Every record must be restated exactly as written.

▬▬▬

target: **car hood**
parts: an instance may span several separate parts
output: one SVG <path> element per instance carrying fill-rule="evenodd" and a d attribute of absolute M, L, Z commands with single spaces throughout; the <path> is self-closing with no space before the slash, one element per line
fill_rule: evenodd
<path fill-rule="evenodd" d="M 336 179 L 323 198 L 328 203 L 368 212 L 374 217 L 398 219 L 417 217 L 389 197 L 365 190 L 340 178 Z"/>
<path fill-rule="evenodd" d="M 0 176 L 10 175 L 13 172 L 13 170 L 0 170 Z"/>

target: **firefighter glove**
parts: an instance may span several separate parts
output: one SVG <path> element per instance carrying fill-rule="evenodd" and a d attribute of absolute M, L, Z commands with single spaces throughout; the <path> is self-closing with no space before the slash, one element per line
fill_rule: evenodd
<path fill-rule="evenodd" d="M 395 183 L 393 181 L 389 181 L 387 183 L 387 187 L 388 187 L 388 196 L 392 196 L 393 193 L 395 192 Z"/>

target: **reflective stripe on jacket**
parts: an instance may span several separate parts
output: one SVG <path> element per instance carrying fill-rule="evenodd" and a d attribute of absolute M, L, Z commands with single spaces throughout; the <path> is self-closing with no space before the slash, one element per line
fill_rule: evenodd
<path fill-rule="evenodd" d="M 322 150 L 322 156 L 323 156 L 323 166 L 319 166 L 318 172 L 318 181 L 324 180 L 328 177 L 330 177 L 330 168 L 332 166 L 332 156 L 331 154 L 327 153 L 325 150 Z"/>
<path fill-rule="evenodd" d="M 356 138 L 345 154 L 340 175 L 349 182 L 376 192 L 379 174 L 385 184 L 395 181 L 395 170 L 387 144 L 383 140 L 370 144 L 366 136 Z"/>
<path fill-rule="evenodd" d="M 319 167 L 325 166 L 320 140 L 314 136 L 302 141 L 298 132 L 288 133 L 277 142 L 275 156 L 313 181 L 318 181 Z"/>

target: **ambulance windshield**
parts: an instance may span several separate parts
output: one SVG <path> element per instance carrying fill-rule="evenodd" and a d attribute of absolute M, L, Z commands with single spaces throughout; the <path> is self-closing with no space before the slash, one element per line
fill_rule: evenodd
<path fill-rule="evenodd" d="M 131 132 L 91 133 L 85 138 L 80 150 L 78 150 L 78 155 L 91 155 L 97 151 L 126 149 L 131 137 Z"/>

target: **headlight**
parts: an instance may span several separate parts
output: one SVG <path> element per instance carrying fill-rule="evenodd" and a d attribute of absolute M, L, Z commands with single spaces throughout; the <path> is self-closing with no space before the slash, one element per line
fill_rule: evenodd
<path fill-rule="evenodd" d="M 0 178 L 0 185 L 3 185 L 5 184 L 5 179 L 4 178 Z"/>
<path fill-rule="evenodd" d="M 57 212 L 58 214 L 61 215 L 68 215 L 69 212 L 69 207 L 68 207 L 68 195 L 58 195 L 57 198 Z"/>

▬▬▬

> [Expected answer]:
target: **car hood**
parts: an instance may span several separate parts
output: one SVG <path> element per instance carrying fill-rule="evenodd" and a d attribute of absolute M, L, Z commands with single spaces throughout; the <path> is self-closing with no space before the slash, one element per line
fill_rule: evenodd
<path fill-rule="evenodd" d="M 336 179 L 323 198 L 328 203 L 368 212 L 374 217 L 398 219 L 417 217 L 389 197 L 365 190 L 340 178 Z"/>
<path fill-rule="evenodd" d="M 0 176 L 10 175 L 13 172 L 13 170 L 0 170 Z"/>

target: **firefighter glove**
parts: an instance may span several separate parts
output: one SVG <path> element per instance carrying fill-rule="evenodd" and a d attribute of absolute M, L, Z commands with single spaces throughout; the <path> is self-closing with no space before the slash, one element per line
fill_rule: evenodd
<path fill-rule="evenodd" d="M 395 183 L 393 181 L 389 181 L 387 183 L 387 187 L 388 187 L 388 196 L 392 196 L 393 193 L 395 192 Z"/>

target: **reflective stripe on jacket**
parts: an instance may span several separate parts
output: one SVG <path> element per instance carrying fill-rule="evenodd" and a d attribute of absolute M, L, Z commands with single spaces throughout; the <path> is self-closing with no space before the slash, one element per line
fill_rule: evenodd
<path fill-rule="evenodd" d="M 322 150 L 322 156 L 323 156 L 323 166 L 319 166 L 318 172 L 318 181 L 324 180 L 328 177 L 330 177 L 330 168 L 332 166 L 332 156 L 331 154 L 327 153 L 325 150 Z"/>
<path fill-rule="evenodd" d="M 356 138 L 345 154 L 340 175 L 349 182 L 376 192 L 379 174 L 385 184 L 395 181 L 395 170 L 387 144 L 383 140 L 370 144 L 366 136 Z"/>
<path fill-rule="evenodd" d="M 319 167 L 325 166 L 320 140 L 314 136 L 302 141 L 298 132 L 288 133 L 277 142 L 275 156 L 313 181 L 318 181 Z"/>

target: **ambulance windshield**
parts: an instance may span several separate parts
output: one SVG <path> element per instance carrying fill-rule="evenodd" and a d attribute of absolute M, L, Z commands with single spaces throughout; the <path> is self-closing with no space before the slash, one element per line
fill_rule: evenodd
<path fill-rule="evenodd" d="M 131 132 L 91 133 L 85 138 L 80 150 L 78 150 L 78 155 L 91 155 L 97 151 L 126 149 L 131 137 Z"/>

target: **headlight**
parts: an instance may span several separate parts
output: one SVG <path> element per instance carrying fill-rule="evenodd" and a d attribute of absolute M, L, Z commands with single spaces throughout; the <path> is self-closing with no space before the slash, one element per line
fill_rule: evenodd
<path fill-rule="evenodd" d="M 0 178 L 0 185 L 3 185 L 5 184 L 5 179 L 4 178 Z"/>
<path fill-rule="evenodd" d="M 57 212 L 58 214 L 61 215 L 68 215 L 69 212 L 69 207 L 68 207 L 68 195 L 58 195 L 57 198 Z"/>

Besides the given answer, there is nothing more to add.